** Start of EXTRACT **

How the War in the Ukraine is Impacting the Financial Markets

As an Investor What Should You Do?

March 4, 2022


The full-scale invasion of Ukraine by Russian forces is having an effect on worldwide global financial markets and Canada has not been untouched. Worldwide stocks have been falling, while oil prices have been ascending as sanctions against Russia are ramping up.

Economic Sanctions

First-round sanctions against Russia didn’t do much, however, the newest rounds – which have included freezing central bank reserves in the country – have packed a solid punch. Realistically, there isn’t enough trade between Russia and Canada for sanctions to hurt Russia’s economy, however, the cumulative impact of all western nations sanctioning Russia is what’s having the greatest impact. Canada has restrained about $750 million in exports to Russia mostly in the aerospace, IT and minerals sectors and has barred relationships with several Russian financial institutions.

Effects of Russian Sanctions on Canadians

There are two major areas likely to put a dent in Canadian citizens’ wallets – at gas pumps and at grocery stores. The global pinch on Russia’s access to capital markets will cause oil exports from Russia to dry up. There will be no way to pay for them once those markets close. We’ve already watched oil prices surge to US$100 per barrel recently and they could surge higher still.

** End of EXTRACT **
** Start of RECORD EXTRACTS **

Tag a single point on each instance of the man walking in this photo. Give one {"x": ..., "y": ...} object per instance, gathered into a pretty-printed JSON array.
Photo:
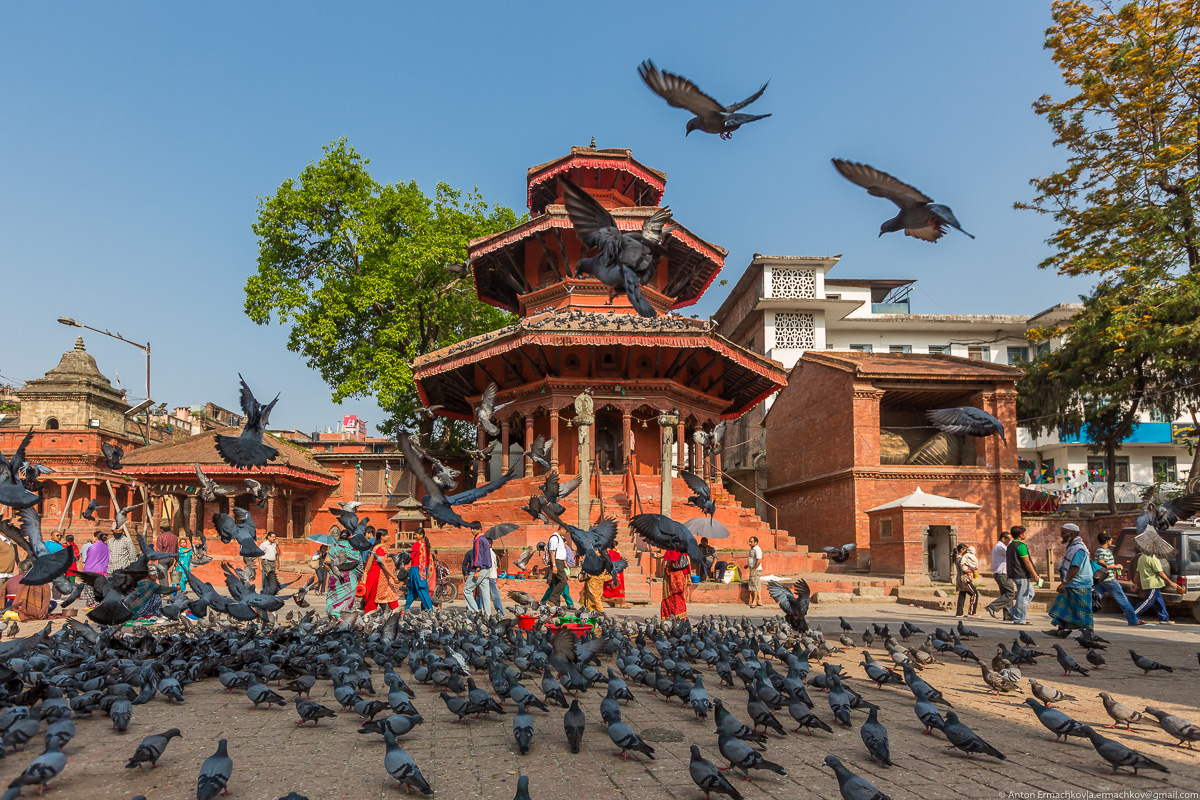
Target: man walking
[
  {"x": 754, "y": 572},
  {"x": 556, "y": 549},
  {"x": 1110, "y": 584},
  {"x": 1152, "y": 581},
  {"x": 477, "y": 578},
  {"x": 270, "y": 552},
  {"x": 1000, "y": 575},
  {"x": 1023, "y": 573},
  {"x": 1073, "y": 607}
]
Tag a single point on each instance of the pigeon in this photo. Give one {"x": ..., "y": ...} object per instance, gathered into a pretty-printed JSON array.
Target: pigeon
[
  {"x": 970, "y": 420},
  {"x": 1162, "y": 516},
  {"x": 249, "y": 450},
  {"x": 744, "y": 757},
  {"x": 875, "y": 737},
  {"x": 1119, "y": 711},
  {"x": 311, "y": 711},
  {"x": 1186, "y": 732},
  {"x": 438, "y": 505},
  {"x": 702, "y": 497},
  {"x": 852, "y": 787},
  {"x": 487, "y": 409},
  {"x": 41, "y": 770},
  {"x": 708, "y": 777},
  {"x": 1048, "y": 695},
  {"x": 151, "y": 749},
  {"x": 795, "y": 602},
  {"x": 711, "y": 116},
  {"x": 89, "y": 513},
  {"x": 624, "y": 738},
  {"x": 574, "y": 722},
  {"x": 209, "y": 489},
  {"x": 401, "y": 767},
  {"x": 624, "y": 257},
  {"x": 522, "y": 729},
  {"x": 1147, "y": 665},
  {"x": 1068, "y": 663},
  {"x": 1055, "y": 721},
  {"x": 967, "y": 740},
  {"x": 919, "y": 216},
  {"x": 215, "y": 774},
  {"x": 1119, "y": 756},
  {"x": 667, "y": 534},
  {"x": 839, "y": 554},
  {"x": 113, "y": 455}
]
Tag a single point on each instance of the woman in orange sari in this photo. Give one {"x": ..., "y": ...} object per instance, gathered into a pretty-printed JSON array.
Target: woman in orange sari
[
  {"x": 678, "y": 577},
  {"x": 615, "y": 590},
  {"x": 382, "y": 582}
]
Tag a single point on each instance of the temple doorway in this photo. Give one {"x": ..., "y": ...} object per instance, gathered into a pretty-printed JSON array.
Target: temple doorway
[{"x": 610, "y": 456}]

** End of RECORD EXTRACTS **

→ **REQUIREMENT**
Continue the article on how the war in Ukraine is affecting financial markets, picking up right after its final sentence.

→ **ANSWER FOR THIS EXERCISE**
The global Society for Worldwide Interbank Financial Telecommunication (SWIFT) system has barred certain Russian banks from conducting business and issuing payments which, analysts say, will cause the country to lose about 30% of its foreign trade – a strategic move ensuring sanctions have a maximum impact on Russia while curbing negative impacts on other European countries.

What Should Investors Do?

The solution is not to panic and make hasty decisions. Markets may get shocked and they may correct but shifts are temporary. Investors went through a similar market scare in 2014 during the last Russian foray into the Ukraine. Investors can expect a similar recovery this time.

So, the bottom line is to let the market steady itself. In the interim, there are plenty of other areas in which to invest. History shows that while geopolitical crises such as the one unfolding between Russia and Ukraine can temporarily roil markets, they don’t typically have long-term consequences for investors.


  • Stock markets tumbled in the days following Russia’s invasion of Ukraine. At the date of the posting of this blog the current crisis has seen major markets fall by about 10%. Analysis shows this has historically happened in the period after such turbulence;
  • Russia is not enough of a global player outside of oil to have too much of an impact. It accounts for about 3% of Eurozone exports, less from the US. Russia is not a driver of global demand but there could still be dislocations and liquidity problems in financial markets;
  • Events in Ukraine will speed up the energy transition. Energy independence through cheap and sustainable power will be at the forefront of every policymaker’s decision-making process from now on;
  • War is unpredictable. Professionals contend investors should seek safety. Oil, natural gas, commodities, and gold could serve as safe havens in the months ahead and investors would be wise to keep an eye on these sectors, as the situation evolves. Diversification and professional management can help manage short-term risks while pursuing long-term risks.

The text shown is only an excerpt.